**Work instructions**
1. Reproduce the passage of the article on graph networks from "But unlike that" to "as set theory.".
2. Extend the article on Google's graph network paper, starting after its last sentence.

--- start Text section ---

In a paper published by the Google Brain and the Deep Mind units of Google, researchers address shortcomings of the field and offer some techniques they hope will bring machine learning farther along the path to what would be “artificial general intelligence,” something more like human reasoning.

The research acknowledges that current “deep learning” approaches to AI have failed to achieve the ability to even approach human cognitive skills. Without dumping all that’s been achieved with things such as “convolutional neural networks,” or CNNs, the shining success of machine learning, they propose ways to impart broader reasoning skills.

Also: Google Brain, Microsoft plumb the mysteries of networks with AI

The paper, “Relational inductive biases, deep learning, and graph networks,” posted on the arXiv pre-print service, is authored by Peter W. Battaglia of Google’s DeepMind unit, along with colleagues from Google Brain, MIT, and the University of Edinburgh. It proposes the use of network “graphs” as a means to better generalize from one instance of a problem to another.

Battaglia and colleagues, calling their work “part position paper, part review, and part unification,” observe that AI “has undergone a renaissance recently,” thanks to “cheap data and cheap compute resources.”

However, “many defining characteristics of human intelligence, which developed under much different pressures, remain out of reach for current approaches,” especially “generalizing beyond one’s experiences.”

Hence, “A vast gap between human and machine intelligence remains, especially with respect to efficient, generalizable learning.”

The authors cite some prominent critics of AI, such as NYU professor Gary Marcus.

In response, they argue for “blending powerful deep learning approaches with structured representations,” and their solution is something called a “graph network.” These are models of collections of objects, or entities, whose relationships are explicitly mapped out as “edges” connecting the objects.

“Human cognition makes the strong assumption that the world is composed of objects and relations,” they write, “and because GNs [graph networks] make a similar assumption, their behavior tends to be more interpretable.”

Also: Google Next 2018: A deeper dive on AI and machine learning advances

The paper explicitly draws upon work for more than a decade now on “graph neural networks.” It also echoes some of the recent interest by the Google Brain folks in using neural nets to figure out network structure.

But unlike that prior work, the authors make the surprising assertion that their work doesn’t need to use neural networks, per se.

Rather, modeling the relationships of objects is something that not only spans all the various machine learning models — CNNs, recurrent neural networks (RNNs), long-short-term memory (LSTM) systems, etc. — but also other approaches that are not neural nets, such as set theory.

--- end Text section ---
--- start Data supplied ---

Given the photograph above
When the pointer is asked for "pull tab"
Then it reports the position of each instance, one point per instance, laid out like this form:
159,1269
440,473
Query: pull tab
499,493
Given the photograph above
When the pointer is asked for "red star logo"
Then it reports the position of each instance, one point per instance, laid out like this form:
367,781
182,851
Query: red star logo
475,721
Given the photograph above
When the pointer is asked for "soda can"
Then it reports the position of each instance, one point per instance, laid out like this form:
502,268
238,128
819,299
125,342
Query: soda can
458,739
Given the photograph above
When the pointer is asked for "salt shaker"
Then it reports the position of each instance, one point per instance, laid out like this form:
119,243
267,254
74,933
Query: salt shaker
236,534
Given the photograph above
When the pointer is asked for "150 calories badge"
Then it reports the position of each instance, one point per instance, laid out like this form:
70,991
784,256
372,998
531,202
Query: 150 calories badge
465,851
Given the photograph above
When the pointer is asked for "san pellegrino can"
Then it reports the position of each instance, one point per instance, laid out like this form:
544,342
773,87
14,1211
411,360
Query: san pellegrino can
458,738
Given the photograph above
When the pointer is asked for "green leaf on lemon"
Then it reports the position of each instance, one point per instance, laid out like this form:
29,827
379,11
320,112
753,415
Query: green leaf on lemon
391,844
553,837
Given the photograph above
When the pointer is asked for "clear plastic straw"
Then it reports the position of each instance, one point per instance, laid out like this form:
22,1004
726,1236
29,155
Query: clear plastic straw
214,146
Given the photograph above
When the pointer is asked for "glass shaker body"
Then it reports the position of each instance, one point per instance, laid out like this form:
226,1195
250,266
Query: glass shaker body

--- end Data supplied ---

**Final results**
1.
But unlike that prior work, the authors make the surprising assertion that their work doesn’t need to use neural networks, per se.

Rather, modeling the relationships of objects is something that not only spans all the various machine learning models — CNNs, recurrent neural networks (RNNs), long-short-term memory (LSTM) systems, etc. — but also other approaches that are not neural nets, such as set theory.

2.
The Google AI researchers reason that many things one would like to be able to reason about broadly — particles, sentences, objects in an image — come down to graphs of relationships among entities.


Google Brain, Deep Mind, MIT, University of Edinburgh.

The idea is that graph networks are bigger than any one machine-learning approach. Graphs bring an ability to generalize about structure that the individual neural nets don’t have.

The authors write, “Graphs, generally, are a representation which supports arbitrary (pairwise) relational structure, and computations over graphs afford a strong relational inductive bias beyond that which convolutional and recurrent layers can provide.”

A benefit of the graphs would also appear to be that they’re potentially more “sample efficient,” meaning, they don’t require as much raw data as strict neural net approaches.

To let you try it out at home, the authors this week offered up a software toolkit for graph networks, to be used with Google’s TensorFlow AI framework, posted on Github.

Also: Google preps TPU 3.0 for AI, machine learning, model training

Lest you think the authors think they’ve got it all figured out, the paper lists some lingering shortcomings. Battaglia & Co. pose the big question, “Where do the graphs come from that graph networks operate over?”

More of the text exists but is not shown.